start DATA ENTRIES

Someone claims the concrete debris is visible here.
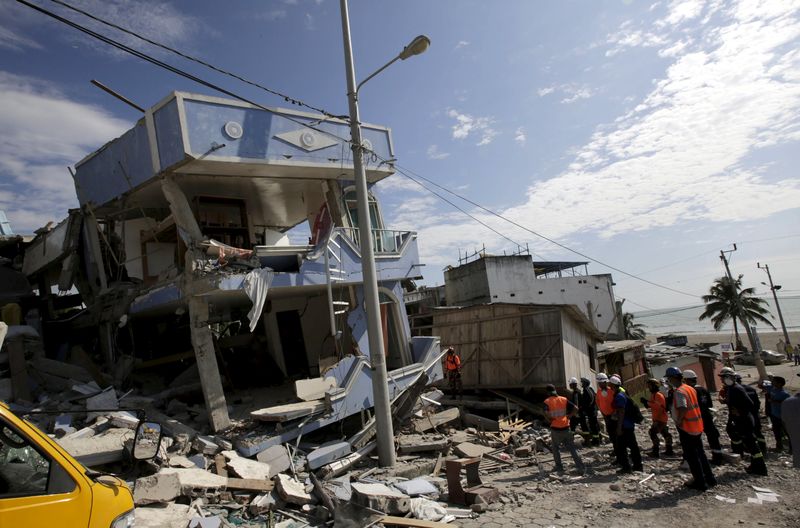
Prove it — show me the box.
[275,474,314,506]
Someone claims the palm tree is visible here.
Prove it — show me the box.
[622,312,645,339]
[699,275,775,350]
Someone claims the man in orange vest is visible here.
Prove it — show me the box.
[595,372,620,463]
[666,367,717,491]
[639,378,675,458]
[444,347,463,398]
[544,385,586,473]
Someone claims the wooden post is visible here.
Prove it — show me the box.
[188,294,231,432]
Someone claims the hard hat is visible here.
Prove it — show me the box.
[719,367,736,378]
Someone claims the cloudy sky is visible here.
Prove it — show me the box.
[0,0,800,314]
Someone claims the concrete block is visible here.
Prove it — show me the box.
[133,473,181,506]
[256,445,292,478]
[294,377,336,401]
[306,442,353,470]
[394,479,439,497]
[351,482,411,515]
[135,504,192,528]
[192,436,219,455]
[222,451,272,480]
[274,473,314,506]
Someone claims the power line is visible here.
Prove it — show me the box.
[43,0,349,120]
[17,0,351,144]
[386,161,699,299]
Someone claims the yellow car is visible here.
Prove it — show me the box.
[0,401,160,528]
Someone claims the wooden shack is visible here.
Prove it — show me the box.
[433,303,602,390]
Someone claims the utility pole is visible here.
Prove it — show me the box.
[756,262,791,346]
[719,244,767,380]
[341,0,396,467]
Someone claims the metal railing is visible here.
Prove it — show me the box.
[339,227,414,254]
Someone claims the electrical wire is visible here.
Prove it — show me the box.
[43,0,350,121]
[16,0,351,144]
[384,159,699,299]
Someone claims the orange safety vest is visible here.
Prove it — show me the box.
[444,354,461,370]
[647,392,669,423]
[672,383,703,435]
[544,396,569,429]
[597,388,616,416]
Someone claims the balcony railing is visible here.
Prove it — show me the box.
[339,227,414,255]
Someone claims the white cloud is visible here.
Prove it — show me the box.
[447,109,498,147]
[0,26,42,51]
[428,145,450,159]
[0,71,131,232]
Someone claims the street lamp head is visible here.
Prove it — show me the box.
[398,35,431,60]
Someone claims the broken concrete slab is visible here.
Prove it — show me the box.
[222,451,272,480]
[306,442,353,470]
[351,482,411,514]
[133,473,181,506]
[394,478,439,497]
[453,442,496,458]
[134,503,192,528]
[59,428,133,467]
[159,468,228,493]
[294,377,337,402]
[256,445,292,478]
[275,473,314,506]
[413,408,461,433]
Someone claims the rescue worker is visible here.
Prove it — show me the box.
[639,378,675,458]
[596,372,619,462]
[769,376,790,453]
[608,375,644,473]
[683,369,724,465]
[568,376,586,434]
[719,367,767,475]
[444,347,463,398]
[578,378,600,445]
[666,367,717,491]
[544,385,586,473]
[734,372,772,456]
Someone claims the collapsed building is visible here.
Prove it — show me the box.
[22,92,441,440]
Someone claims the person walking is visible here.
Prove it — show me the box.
[567,376,586,434]
[683,369,724,466]
[578,378,600,445]
[666,367,717,491]
[719,367,767,476]
[608,376,644,473]
[596,372,620,463]
[640,378,675,458]
[444,347,463,398]
[769,376,790,453]
[544,385,586,473]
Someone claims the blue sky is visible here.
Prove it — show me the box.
[0,0,800,314]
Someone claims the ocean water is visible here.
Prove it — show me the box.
[633,295,800,336]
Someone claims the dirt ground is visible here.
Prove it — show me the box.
[457,363,800,528]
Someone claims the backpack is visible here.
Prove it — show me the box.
[625,394,644,424]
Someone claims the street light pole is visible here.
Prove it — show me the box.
[756,262,791,346]
[340,0,430,467]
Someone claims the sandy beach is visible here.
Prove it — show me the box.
[647,331,800,350]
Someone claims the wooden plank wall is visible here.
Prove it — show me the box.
[433,304,572,388]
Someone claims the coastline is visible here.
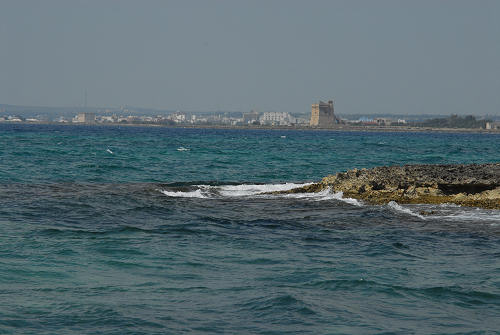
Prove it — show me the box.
[275,163,500,210]
[0,121,500,134]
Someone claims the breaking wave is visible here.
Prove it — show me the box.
[159,183,362,206]
[387,201,425,220]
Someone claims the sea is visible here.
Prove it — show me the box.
[0,124,500,334]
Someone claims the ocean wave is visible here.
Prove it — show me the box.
[159,183,311,198]
[387,201,425,220]
[160,189,209,199]
[159,183,363,206]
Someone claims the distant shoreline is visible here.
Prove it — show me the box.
[0,121,500,134]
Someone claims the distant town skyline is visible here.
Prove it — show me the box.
[0,0,500,115]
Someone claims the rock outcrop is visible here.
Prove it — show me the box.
[280,163,500,209]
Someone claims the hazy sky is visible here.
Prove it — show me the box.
[0,0,500,115]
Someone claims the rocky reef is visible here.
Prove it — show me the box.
[285,163,500,209]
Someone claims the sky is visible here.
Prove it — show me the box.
[0,0,500,115]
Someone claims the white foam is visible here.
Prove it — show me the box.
[159,183,363,206]
[278,188,363,206]
[217,183,312,197]
[387,201,425,220]
[160,189,208,199]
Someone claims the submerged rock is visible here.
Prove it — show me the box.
[280,163,500,209]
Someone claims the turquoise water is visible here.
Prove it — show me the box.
[0,124,500,334]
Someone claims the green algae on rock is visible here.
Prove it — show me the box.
[282,163,500,209]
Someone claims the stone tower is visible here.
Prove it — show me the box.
[309,100,339,127]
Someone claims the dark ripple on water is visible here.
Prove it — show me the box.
[0,178,500,334]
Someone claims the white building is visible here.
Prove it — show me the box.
[260,112,296,126]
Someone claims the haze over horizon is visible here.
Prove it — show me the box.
[0,0,500,115]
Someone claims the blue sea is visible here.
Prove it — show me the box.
[0,124,500,334]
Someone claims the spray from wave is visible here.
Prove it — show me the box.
[387,201,425,220]
[159,183,362,206]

end DATA ENTRIES

# WHAT THE EXERCISE ASKS
Print all the lines above word for word, leaving out the pictures.

# TASK RESPONSE
Someone claims the concrete debris is visible here.
Prove it — show me the box.
[275,474,314,506]
Someone claims the palm tree is visible here.
Prove it — show me the box.
[622,312,645,339]
[699,275,775,350]
Someone claims the man in orange vest is visible here.
Prove it — show me the box.
[595,372,620,463]
[666,367,717,491]
[639,378,675,458]
[444,347,463,398]
[544,385,586,473]
Someone claims the wooden post is visible here.
Prove it — show me the box.
[188,294,231,432]
Someone claims the hard hat is visible here.
Prove it — show me the box.
[719,367,736,378]
Someone claims the cloudy sky is visible here.
Prove it — show me the box.
[0,0,800,314]
Someone claims the concrete block is visible here.
Prove it — show me the box.
[133,473,181,506]
[256,445,292,478]
[294,377,336,401]
[306,442,353,470]
[394,479,439,497]
[351,482,411,515]
[135,504,192,528]
[192,436,219,455]
[222,451,272,480]
[274,473,314,506]
Someone claims the power line is visible here.
Prove it — show me the box.
[43,0,349,120]
[17,0,351,144]
[386,161,699,299]
Someone claims the yellow car is visible here.
Prove it — show me the box.
[0,401,160,528]
Someone claims the wooden shack is visible here.
Prove it — show me the box.
[433,303,602,390]
Someone claims the utility pole is visible here.
Prove it — show me the box.
[756,262,791,346]
[719,244,767,380]
[341,0,396,467]
Someone claims the metal railing is visible here.
Prove it — show me the box.
[339,227,414,254]
Someone claims the electrical wire is visible here.
Prove it — show me the box.
[43,0,350,121]
[16,0,351,144]
[384,159,699,299]
Someone claims the orange safety vest is visible here.
Prove it — show me the box.
[444,354,461,370]
[647,392,669,423]
[672,383,703,435]
[544,396,569,429]
[597,388,616,416]
Someone claims the balcony railing is visible here.
Prove it — show me the box.
[339,227,414,255]
Someone claims the white cloud is visible here.
Prove it — show me the box.
[447,109,498,147]
[0,26,42,51]
[428,145,450,159]
[0,71,131,232]
Someone claims the street lamp head is visible here.
Prove it — show me the box.
[398,35,431,60]
Someone claims the broken concrete slab is visible here.
Prove it — show me the box.
[222,451,272,480]
[306,442,353,470]
[351,482,411,514]
[133,473,181,506]
[394,478,439,497]
[453,442,496,458]
[134,503,192,528]
[59,428,133,467]
[159,468,228,493]
[294,377,337,402]
[256,445,292,478]
[275,473,314,506]
[413,408,461,433]
Someone claims the rescue worker is visible here.
Prove it — show me the box.
[639,378,675,458]
[596,372,619,462]
[769,376,790,453]
[608,375,644,473]
[683,369,724,465]
[568,376,586,434]
[719,367,767,475]
[444,347,463,398]
[578,378,600,445]
[666,367,717,491]
[544,385,586,473]
[734,372,772,456]
Someone claims the collapsed building is visible here.
Prove it — show me the box.
[22,92,441,440]
Someone claims the person walking is visible here.
Prove it — show me the box.
[567,376,586,434]
[683,369,724,466]
[578,378,600,445]
[666,367,717,491]
[719,367,767,476]
[608,376,644,473]
[596,372,620,463]
[640,378,675,458]
[444,347,463,398]
[769,376,790,453]
[544,385,586,473]
Someone claims the blue sky is visible here.
Prove it — show me the box.
[0,0,800,314]
Someone claims the ocean water is visible here.
Prove it — show me the box.
[633,295,800,336]
Someone claims the dirt ground is visible here.
Prove it — show me the box.
[457,363,800,528]
Someone claims the backpack is visible here.
Prove it — show me the box.
[625,394,644,424]
Someone claims the street light pole is visible here.
Prove it — show me the box.
[756,262,791,346]
[340,0,430,467]
Someone claims the sandy beach is visible here.
Prove it — show me the box.
[647,331,800,350]
Someone claims the wooden plank wall is visible here.
Prove it — show me the box.
[433,304,572,388]
Someone claims the coastline is visible here.
Prove it — show me the box.
[275,163,500,210]
[0,121,500,134]
Someone claims the breaking wave is visible here.
Prove it — show me the box.
[159,183,362,206]
[387,201,425,220]
Someone claims the sea is visible here.
Prove it — show me the box.
[0,124,500,334]
Someone claims the ocean wave is visible here.
Prove it — show me the box.
[159,183,311,198]
[387,201,425,220]
[160,189,209,199]
[159,183,363,206]
Someone claims the distant shoreline is visible here.
Prove it — show me the box.
[0,121,500,134]
Someone claims the distant town skyline is visible here.
Prove it — show me the box.
[0,0,500,115]
Someone claims the rock outcrop is visible here.
Prove it — show me the box.
[280,163,500,209]
Someone claims the hazy sky is visible here.
Prove it — show me the box.
[0,0,500,115]
Someone claims the rocky reef is visible here.
Prove it — show me the box.
[285,163,500,209]
Someone claims the sky is visible here.
Prove it — show me the box.
[0,0,500,115]
Someone claims the white foam is visible here.
Prove it — show me the box.
[159,183,363,206]
[278,188,363,206]
[217,183,312,197]
[387,201,425,220]
[160,189,208,199]
Someone claims the submerged rock is visible here.
Prove it — show me the box.
[280,163,500,209]
Someone claims the turquoise water is visible here.
Prove it — show me the box.
[0,124,500,334]
Someone claims the green algae on rock is visible here.
Prove it — show me the box.
[282,163,500,209]
Someone claims the stone tower is visible here.
Prove it — show me the box.
[309,100,339,127]
Someone claims the dark ripple on water is visible here.
Prove it — show me the box.
[0,178,500,334]
Someone claims the white building is visible here.
Prove it — show me the box.
[260,112,296,126]
Someone claims the haze over horizon is visible here.
Prove it — show me the box.
[0,0,500,115]
Someone claims the blue sea is visible here.
Prove it — show me the box.
[0,124,500,334]
Someone claims the spray from wave is visible here.
Prove it — show me the box.
[387,201,425,220]
[159,183,362,206]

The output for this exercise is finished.